**DIRECTIVE**
Arrange every line of the records below as a Markdown table with two columns, "Row" for the row number and "Text" for the line itself. Leave out blank lines and all pictures.

──────────

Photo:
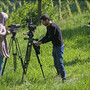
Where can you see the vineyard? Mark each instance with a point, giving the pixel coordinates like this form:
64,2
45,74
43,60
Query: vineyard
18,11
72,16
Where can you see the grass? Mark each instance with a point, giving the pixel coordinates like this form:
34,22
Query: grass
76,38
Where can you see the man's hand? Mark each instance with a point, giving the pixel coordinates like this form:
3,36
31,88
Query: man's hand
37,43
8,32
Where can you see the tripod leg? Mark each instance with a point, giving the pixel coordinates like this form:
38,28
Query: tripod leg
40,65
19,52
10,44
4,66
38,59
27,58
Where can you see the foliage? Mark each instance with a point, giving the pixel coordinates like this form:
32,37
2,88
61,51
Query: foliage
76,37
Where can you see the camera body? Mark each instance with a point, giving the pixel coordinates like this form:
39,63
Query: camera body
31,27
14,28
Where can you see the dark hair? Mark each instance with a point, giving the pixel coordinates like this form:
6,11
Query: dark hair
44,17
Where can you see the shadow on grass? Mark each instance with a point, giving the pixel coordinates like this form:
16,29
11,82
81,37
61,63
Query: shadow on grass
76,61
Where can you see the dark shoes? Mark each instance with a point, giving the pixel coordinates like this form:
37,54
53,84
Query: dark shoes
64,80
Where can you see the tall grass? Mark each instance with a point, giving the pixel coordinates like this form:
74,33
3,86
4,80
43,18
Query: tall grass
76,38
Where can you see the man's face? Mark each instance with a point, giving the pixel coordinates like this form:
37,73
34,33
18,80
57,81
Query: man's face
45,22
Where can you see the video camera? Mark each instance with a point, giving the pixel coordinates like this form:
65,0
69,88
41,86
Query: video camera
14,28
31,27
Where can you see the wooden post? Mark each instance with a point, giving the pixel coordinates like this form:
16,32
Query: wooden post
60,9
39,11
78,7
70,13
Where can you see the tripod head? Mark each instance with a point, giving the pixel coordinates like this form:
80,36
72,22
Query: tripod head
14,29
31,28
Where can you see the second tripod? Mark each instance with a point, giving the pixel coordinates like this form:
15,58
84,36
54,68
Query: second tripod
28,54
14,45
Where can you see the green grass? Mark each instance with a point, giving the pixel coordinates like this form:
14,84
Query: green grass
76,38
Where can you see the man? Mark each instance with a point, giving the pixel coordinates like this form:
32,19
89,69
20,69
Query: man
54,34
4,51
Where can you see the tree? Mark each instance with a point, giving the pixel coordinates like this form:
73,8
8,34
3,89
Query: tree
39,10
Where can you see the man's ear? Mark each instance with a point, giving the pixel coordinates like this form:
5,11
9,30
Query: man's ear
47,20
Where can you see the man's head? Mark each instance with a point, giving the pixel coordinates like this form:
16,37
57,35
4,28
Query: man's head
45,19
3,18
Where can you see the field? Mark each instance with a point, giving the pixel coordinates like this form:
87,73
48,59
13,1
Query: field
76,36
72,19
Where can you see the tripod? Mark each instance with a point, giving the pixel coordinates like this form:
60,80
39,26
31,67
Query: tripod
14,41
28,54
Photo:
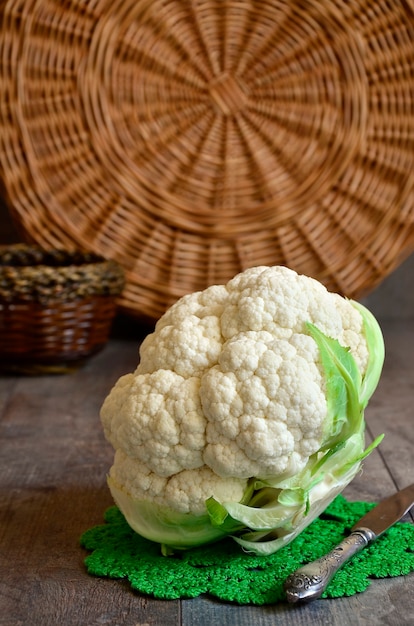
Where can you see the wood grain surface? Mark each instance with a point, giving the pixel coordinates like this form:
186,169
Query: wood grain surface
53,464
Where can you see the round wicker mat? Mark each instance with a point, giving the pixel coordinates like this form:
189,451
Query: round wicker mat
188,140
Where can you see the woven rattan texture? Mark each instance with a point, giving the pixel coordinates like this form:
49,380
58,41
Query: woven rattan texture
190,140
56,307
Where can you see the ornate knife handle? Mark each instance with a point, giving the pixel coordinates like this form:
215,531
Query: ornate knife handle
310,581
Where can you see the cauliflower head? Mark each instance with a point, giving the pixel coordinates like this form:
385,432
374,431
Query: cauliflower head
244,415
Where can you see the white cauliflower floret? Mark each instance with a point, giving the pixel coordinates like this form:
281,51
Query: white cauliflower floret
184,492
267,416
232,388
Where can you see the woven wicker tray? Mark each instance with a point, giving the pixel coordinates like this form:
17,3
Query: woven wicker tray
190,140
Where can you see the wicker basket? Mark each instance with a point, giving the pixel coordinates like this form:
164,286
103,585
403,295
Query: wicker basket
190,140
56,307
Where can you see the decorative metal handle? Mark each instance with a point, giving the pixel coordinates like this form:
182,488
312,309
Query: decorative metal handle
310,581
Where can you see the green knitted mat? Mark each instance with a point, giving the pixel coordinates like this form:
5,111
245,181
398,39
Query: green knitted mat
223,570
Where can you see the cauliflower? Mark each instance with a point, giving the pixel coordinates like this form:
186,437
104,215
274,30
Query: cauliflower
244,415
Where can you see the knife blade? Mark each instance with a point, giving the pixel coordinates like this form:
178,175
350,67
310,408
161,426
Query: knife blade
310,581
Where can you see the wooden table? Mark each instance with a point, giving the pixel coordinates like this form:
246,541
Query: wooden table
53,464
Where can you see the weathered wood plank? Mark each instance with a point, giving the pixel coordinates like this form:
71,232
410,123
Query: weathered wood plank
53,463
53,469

──────────

**RESULT FOR THIS TASK**
| Row | Text |
|---|---|
| 1 | Photo: |
| 2 | Where can you see the vineyard? Mark each instance with a point, giving the pixel coordinates like this form: |
| 3 | 64,2 |
| 4 | 45,74 |
| 5 | 43,60 |
| 6 | Query: vineyard |
| 7 | 18,11 |
| 8 | 72,16 |
| 9 | Where can you see the grass? Mark each instance with a point, giving the pixel coordinates like this form: |
| 10 | 34,22 |
| 11 | Query: grass |
| 12 | 76,38 |
| 13 | Where can you see the man's hand? Mark each instance with a point, giving the pixel coordinates like this form: |
| 14 | 3,36 |
| 15 | 31,88 |
| 16 | Query: man's hand |
| 17 | 37,43 |
| 18 | 8,32 |
| 19 | Where can you see the tripod leg? Mark each instance with a point, giving the pixel coordinates like this form: |
| 20 | 38,28 |
| 21 | Query: tripod leg |
| 22 | 40,65 |
| 23 | 19,52 |
| 24 | 10,44 |
| 25 | 4,66 |
| 26 | 38,59 |
| 27 | 27,58 |
| 28 | Where can you see the foliage? Mark each instance with a point, giving the pixel coordinates like this form: |
| 29 | 32,37 |
| 30 | 2,88 |
| 31 | 61,51 |
| 32 | Query: foliage |
| 33 | 76,37 |
| 34 | Where can you see the camera body? Mark each instance with a point, giving the pixel coordinates like this form: |
| 35 | 39,63 |
| 36 | Query: camera body |
| 37 | 31,27 |
| 38 | 14,28 |
| 39 | Where can you see the dark hair? Mark each instance with a point, giving the pixel coordinates like this form: |
| 40 | 6,11 |
| 41 | Query: dark hair |
| 42 | 44,17 |
| 43 | Where can you see the shadow on grass? Mark each instance with a point, giving the pixel coordinates like this form: |
| 44 | 16,29 |
| 45 | 11,82 |
| 46 | 81,37 |
| 47 | 61,63 |
| 48 | Query: shadow on grass |
| 49 | 76,61 |
| 50 | Where can you see the dark shoes? Mark each instance with a point, giving the pixel coordinates like this form: |
| 51 | 37,54 |
| 52 | 53,84 |
| 53 | Query: dark shoes |
| 54 | 64,80 |
| 55 | Where can you see the tall grass? Mark each instance with a point, giving the pixel coordinates like this form: |
| 56 | 74,33 |
| 57 | 3,86 |
| 58 | 4,80 |
| 59 | 43,18 |
| 60 | Query: tall grass |
| 61 | 76,38 |
| 62 | Where can you see the man's face? Mark each instance with a point, giving the pixel coordinates like this form: |
| 63 | 37,73 |
| 64 | 34,33 |
| 65 | 18,80 |
| 66 | 57,81 |
| 67 | Query: man's face |
| 68 | 45,22 |
| 69 | Where can you see the video camera? Mark each instance with a point, giving the pixel coordinates like this form: |
| 70 | 65,0 |
| 71 | 69,88 |
| 72 | 41,86 |
| 73 | Query: video camera |
| 74 | 14,28 |
| 75 | 31,27 |
| 76 | Where can you see the wooden post? Mark each instance with a point, giving the pixel coordinates like this form: |
| 77 | 16,32 |
| 78 | Query: wooden post |
| 79 | 60,9 |
| 80 | 39,11 |
| 81 | 78,7 |
| 82 | 70,13 |
| 83 | Where can you see the tripod head? Mark each instance with a point, giving the pixel coordinates like this form: |
| 84 | 80,36 |
| 85 | 72,22 |
| 86 | Query: tripod head |
| 87 | 14,29 |
| 88 | 31,28 |
| 89 | Where can you see the second tripod? Mark each instance with a point, giving the pixel coordinates like this form: |
| 90 | 15,58 |
| 91 | 84,36 |
| 92 | 54,68 |
| 93 | Query: second tripod |
| 94 | 28,54 |
| 95 | 14,45 |
| 96 | Where can you see the green grass? Mark each instance with a point, giving the pixel coordinates like this form: |
| 97 | 14,84 |
| 98 | Query: green grass |
| 99 | 76,38 |
| 100 | Where can you see the man? Mark each instance with a point, giving the pixel coordinates like this form: |
| 101 | 32,19 |
| 102 | 89,69 |
| 103 | 20,69 |
| 104 | Query: man |
| 105 | 54,34 |
| 106 | 4,51 |
| 107 | Where can you see the tree? Mark each instance with a point, giving the pixel coordinates like this form: |
| 108 | 73,8 |
| 109 | 8,34 |
| 110 | 3,89 |
| 111 | Query: tree |
| 112 | 39,10 |
| 113 | Where can you see the man's ear? Mark each instance with a point, giving the pixel coordinates like this form: |
| 114 | 5,11 |
| 115 | 9,30 |
| 116 | Query: man's ear |
| 117 | 47,20 |
| 118 | Where can you see the man's head? Mark each instance with a point, giving the pixel coordinates like this form: |
| 119 | 16,37 |
| 120 | 57,35 |
| 121 | 4,28 |
| 122 | Query: man's head |
| 123 | 45,19 |
| 124 | 3,18 |
| 125 | Where can you see the field? Mark each instance with a point, giving the pixel coordinates like this form: |
| 126 | 87,73 |
| 127 | 48,59 |
| 128 | 13,1 |
| 129 | Query: field |
| 130 | 76,36 |
| 131 | 72,19 |
| 132 | Where can you see the tripod? Mark each instance with a point, giving the pixel coordinates like this form: |
| 133 | 60,80 |
| 134 | 39,26 |
| 135 | 31,67 |
| 136 | Query: tripod |
| 137 | 14,41 |
| 138 | 28,54 |
| 139 | Photo: |
| 140 | Where can you see the wood grain surface? Mark each instance with a point, giving the pixel coordinates like this form: |
| 141 | 186,169 |
| 142 | Query: wood grain surface |
| 143 | 53,464 |
| 144 | Where can you see the round wicker mat? Mark each instance with a point, giving the pixel coordinates like this form: |
| 145 | 189,451 |
| 146 | Query: round wicker mat |
| 147 | 188,140 |
| 148 | Where can you see the woven rattan texture? Mark each instance with a point, giving the pixel coordinates like this form: |
| 149 | 49,380 |
| 150 | 58,41 |
| 151 | Query: woven rattan texture |
| 152 | 190,140 |
| 153 | 56,307 |
| 154 | Where can you see the ornate knife handle? Mark each instance with a point, giving the pixel coordinates like this form: |
| 155 | 215,531 |
| 156 | Query: ornate knife handle |
| 157 | 310,581 |
| 158 | Where can you see the cauliflower head? Mark each instance with a point, giving the pixel coordinates like this form: |
| 159 | 385,432 |
| 160 | 374,431 |
| 161 | Query: cauliflower head |
| 162 | 244,415 |
| 163 | Where can you see the white cauliflower floret? Mark each instance with a point, giving the pixel coordinates like this form: |
| 164 | 281,51 |
| 165 | Query: white cauliflower floret |
| 166 | 184,492 |
| 167 | 267,416 |
| 168 | 232,388 |
| 169 | Where can you see the woven wicker tray? Mark each instance with a point, giving the pixel coordinates like this form: |
| 170 | 17,3 |
| 171 | Query: woven wicker tray |
| 172 | 190,140 |
| 173 | Where can you see the wicker basket? Mark each instance with a point, giving the pixel coordinates like this form: |
| 174 | 164,286 |
| 175 | 103,585 |
| 176 | 403,295 |
| 177 | Query: wicker basket |
| 178 | 190,140 |
| 179 | 56,307 |
| 180 | Where can you see the decorative metal handle? Mark each instance with a point, giving the pixel coordinates like this form: |
| 181 | 182,488 |
| 182 | 312,309 |
| 183 | Query: decorative metal handle |
| 184 | 310,581 |
| 185 | Where can you see the green knitted mat? Mark each instance with a point, giving the pixel coordinates like this form: |
| 186 | 5,111 |
| 187 | 245,181 |
| 188 | 398,39 |
| 189 | Query: green knitted mat |
| 190 | 223,570 |
| 191 | Where can you see the cauliflower? Mark each instance with a point, giving the pixel coordinates like this form: |
| 192 | 186,437 |
| 193 | 104,215 |
| 194 | 274,30 |
| 195 | Query: cauliflower |
| 196 | 244,415 |
| 197 | Where can you see the knife blade? Mark each instance with a point, giving the pixel coordinates like this form: |
| 198 | 178,175 |
| 199 | 350,67 |
| 200 | 310,408 |
| 201 | 161,426 |
| 202 | Query: knife blade |
| 203 | 310,581 |
| 204 | Where can you see the wooden table? Mark each instance with a point, giving the pixel coordinates like this form: |
| 205 | 246,541 |
| 206 | Query: wooden table |
| 207 | 53,464 |
| 208 | Where can you see the weathered wood plank? Mark each instance with a point, giving the pixel coordinates like this form: |
| 209 | 71,232 |
| 210 | 410,123 |
| 211 | Query: weathered wood plank |
| 212 | 53,463 |
| 213 | 53,469 |